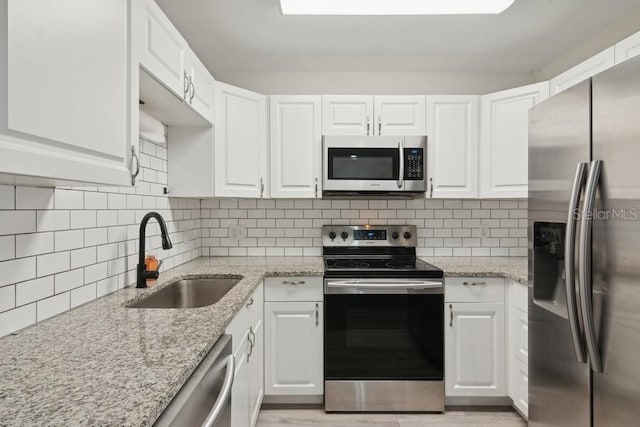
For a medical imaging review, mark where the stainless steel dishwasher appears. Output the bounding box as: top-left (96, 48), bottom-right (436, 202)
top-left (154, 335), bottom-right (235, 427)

...

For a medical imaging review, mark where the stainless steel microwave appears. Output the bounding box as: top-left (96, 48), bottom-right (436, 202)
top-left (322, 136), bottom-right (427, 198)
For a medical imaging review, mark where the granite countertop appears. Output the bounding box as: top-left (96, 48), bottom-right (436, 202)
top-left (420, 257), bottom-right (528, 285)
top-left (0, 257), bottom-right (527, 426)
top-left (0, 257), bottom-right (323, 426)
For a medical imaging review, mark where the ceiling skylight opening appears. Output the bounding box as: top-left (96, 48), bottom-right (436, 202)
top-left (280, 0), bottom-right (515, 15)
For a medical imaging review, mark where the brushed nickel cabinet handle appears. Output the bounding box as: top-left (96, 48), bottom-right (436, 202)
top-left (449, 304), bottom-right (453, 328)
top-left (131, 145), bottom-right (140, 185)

#### EXERCISE:
Convert the entries, starting at the line containing "For a medical imaging review, mark where the brushed" and ending at the line containing "top-left (131, 145), bottom-right (140, 185)", into a numbered list with one item per line, omitting any blank lines.

#### SOLUTION BELOW:
1. For a medical imaging review, mark where the brushed nickel cabinet handle appears. Output the bounding box as: top-left (96, 48), bottom-right (436, 202)
2. top-left (449, 304), bottom-right (453, 328)
3. top-left (131, 145), bottom-right (140, 185)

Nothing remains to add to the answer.